Assigned task 1 - In the article on Tennessee TB cases, switch "homeless individuals" to "unhoused individuals" and write out the passage from "TDH recommends those" to "infectious TB disease.".
Assigned task 2 - According to the article on Tennessee TB cases, how many TB cases did Tennessee have at its 1948 peak?
Assigned task 3 - Put this sentence from the article on Tennessee TB cases into Spanish: "It’s important to know anyone can get TB."

Given passage -
TB cases hit record low in TN, despite continual threats globally
NASHVILLE, Tenn. – There were 9,287 tuberculosis cases in the U.S. and 103 in Tennessee in 2016, the lowest numbers ever recorded. Despite these encouraging figures, the Tennessee Department of Health reminds all Tennesseans TB is still here, but is treatable, curable and preventable.
‘’We are very pleased to see the number of TB cases decline in our state and around the nation, but this is a very common and very deadly disease worldwide and we know more must be done to constrain it,’’ said TDH Commissioner John Dreyzehner, MD, MPH. “It’s important to know anyone can get TB. In fact, around one-third of the people on Earth are infected, leading to about 1.8 million deaths worldwide. That’s why TDH strongly encourages those with TB symptoms get tested.’’
TB is caused by a germ called Mycobacterium tuberculosis and can be spread through the air in microscopic droplets when a person with active TB disease of the lungs coughs or sneezes. A person who shares a closed airspace with someone with active TB disease may inhale some of
those germs and could become infected by them.
‘’TB continues to be a global epidemic and cause of death and disability around the world,” said Jon Warkentin, MD, MPH, medical director of the Tennessee Tuberculosis Elimination Program. “Fortunately, however, since the peak of nearly 6,000 TB cases in Tennessee in 1948 there has been a steady decrease to only 103 cases in 2016. Thanks to our many partners, prevention and treatment efforts, TB is now a relatively rare disease in our state.’’
TDH and the Tennessee Department of Correction were recently named 2017 TB Elimination Champions by the Centers for Disease Control and Prevention for a very successful collaboration to improve screening for TB infection and other diseases at Tennessee’s two correctional intake centers. Learn about this important effort at https://go.usa.gov/xXkap.
TDH recommends those at high risk for TB have a skin or blood test to find out if they are infected with TB. Persons at high risk for TB include those born in countries with high rates of TB; individuals infected with HIV or living with AIDS; homeless individuals; people who have spent time in jail or prison; intravenous drug users and those who have had close interactions with someone with infectious TB disease.

Data section -
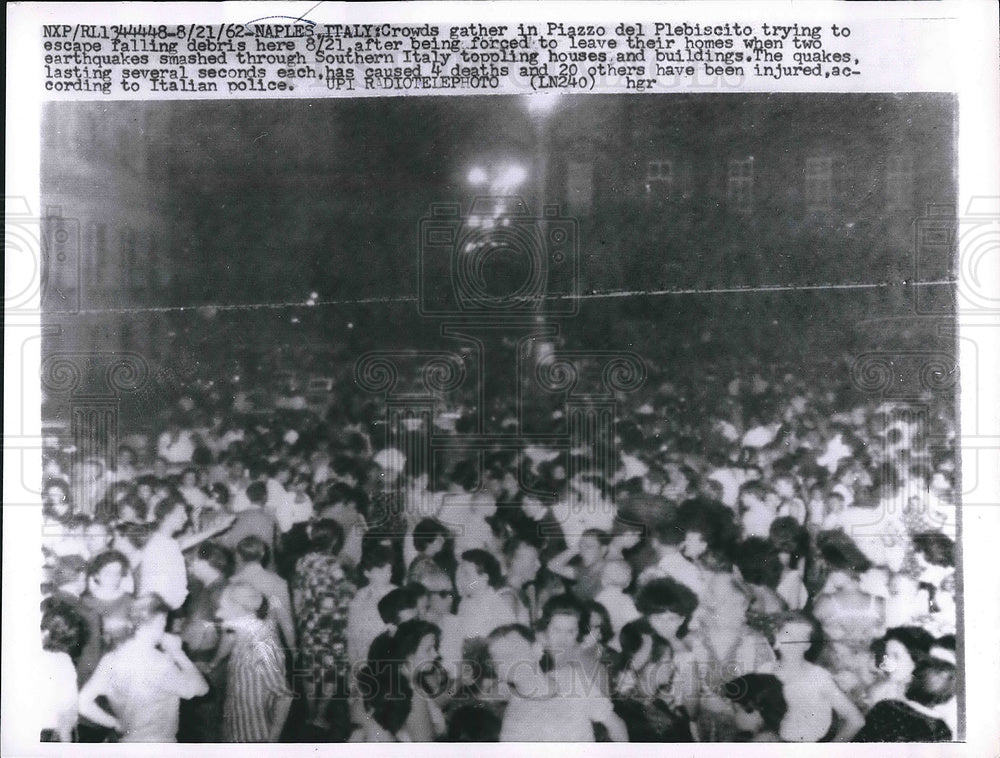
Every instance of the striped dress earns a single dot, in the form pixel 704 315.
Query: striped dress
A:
pixel 255 682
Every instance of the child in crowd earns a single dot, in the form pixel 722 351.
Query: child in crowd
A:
pixel 759 706
pixel 589 556
pixel 616 576
pixel 818 711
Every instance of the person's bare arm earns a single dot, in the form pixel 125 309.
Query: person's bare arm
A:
pixel 190 682
pixel 559 565
pixel 96 686
pixel 851 719
pixel 188 541
pixel 282 704
pixel 616 728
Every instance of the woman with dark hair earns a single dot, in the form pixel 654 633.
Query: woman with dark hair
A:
pixel 761 568
pixel 912 717
pixel 415 647
pixel 63 633
pixel 643 691
pixel 818 711
pixel 759 704
pixel 897 653
pixel 430 540
pixel 934 554
pixel 791 540
pixel 385 712
pixel 143 679
pixel 321 597
pixel 257 697
pixel 721 642
pixel 851 617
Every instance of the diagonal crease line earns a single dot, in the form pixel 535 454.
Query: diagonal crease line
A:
pixel 607 295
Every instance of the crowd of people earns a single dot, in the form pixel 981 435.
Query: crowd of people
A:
pixel 770 558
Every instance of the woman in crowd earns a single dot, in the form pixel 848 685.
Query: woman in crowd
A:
pixel 759 706
pixel 415 646
pixel 896 654
pixel 257 697
pixel 143 679
pixel 708 445
pixel 643 689
pixel 912 718
pixel 723 642
pixel 818 711
pixel 321 596
pixel 63 632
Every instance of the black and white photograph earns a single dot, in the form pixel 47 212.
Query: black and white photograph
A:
pixel 519 418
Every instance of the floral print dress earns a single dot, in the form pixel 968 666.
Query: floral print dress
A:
pixel 321 594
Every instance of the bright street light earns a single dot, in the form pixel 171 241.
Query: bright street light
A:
pixel 478 175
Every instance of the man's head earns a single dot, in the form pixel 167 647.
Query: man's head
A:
pixel 593 546
pixel 429 537
pixel 669 606
pixel 171 515
pixel 253 550
pixel 514 652
pixel 70 574
pixel 106 574
pixel 477 572
pixel 616 574
pixel 523 560
pixel 564 622
pixel 211 563
pixel 376 564
pixel 440 592
pixel 257 493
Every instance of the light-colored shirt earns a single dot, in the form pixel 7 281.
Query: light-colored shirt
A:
pixel 56 699
pixel 364 623
pixel 621 608
pixel 145 690
pixel 255 682
pixel 162 570
pixel 480 615
pixel 275 589
pixel 561 717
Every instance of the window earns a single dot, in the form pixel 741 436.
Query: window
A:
pixel 579 185
pixel 899 182
pixel 819 184
pixel 660 177
pixel 100 258
pixel 129 259
pixel 740 185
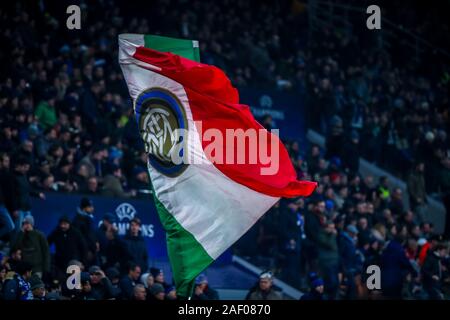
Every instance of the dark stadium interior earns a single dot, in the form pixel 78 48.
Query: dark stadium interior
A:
pixel 67 126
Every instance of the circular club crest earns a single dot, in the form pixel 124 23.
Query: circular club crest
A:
pixel 162 121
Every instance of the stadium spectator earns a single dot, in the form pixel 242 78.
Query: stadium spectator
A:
pixel 139 293
pixel 202 290
pixel 86 292
pixel 129 281
pixel 264 289
pixel 34 247
pixel 328 258
pixel 65 115
pixel 350 267
pixel 171 293
pixel 158 276
pixel 17 287
pixel 432 271
pixel 316 288
pixel 22 191
pixel 69 245
pixel 101 286
pixel 157 292
pixel 417 191
pixel 136 247
pixel 84 223
pixel 394 267
pixel 112 184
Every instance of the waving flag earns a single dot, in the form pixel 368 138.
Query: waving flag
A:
pixel 208 189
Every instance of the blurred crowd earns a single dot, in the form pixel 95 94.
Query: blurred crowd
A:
pixel 67 125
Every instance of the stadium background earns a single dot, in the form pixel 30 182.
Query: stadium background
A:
pixel 347 100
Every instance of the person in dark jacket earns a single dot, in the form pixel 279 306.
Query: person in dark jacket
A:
pixel 128 282
pixel 6 222
pixel 101 285
pixel 69 244
pixel 84 223
pixel 86 292
pixel 328 259
pixel 202 289
pixel 158 276
pixel 348 258
pixel 107 223
pixel 394 268
pixel 316 288
pixel 417 191
pixel 264 289
pixel 351 153
pixel 37 288
pixel 22 192
pixel 18 287
pixel 313 224
pixel 432 272
pixel 115 251
pixel 34 247
pixel 135 244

Exercise output 1 -
TDH recommends those at high risk for TB have a skin or blood test to find out if they are infected with TB. Persons at high risk for TB include those born in countries with high rates of TB; individuals infected with HIV or living with AIDS; unhoused individuals; people who have spent time in jail or prison; intravenous drug users and those who have had close interactions with someone with infectious TB disease.

Exercise output 2 - Nearly 6,000.

Exercise output 3 - Es importante saber que cualquier persona puede contraer la TB.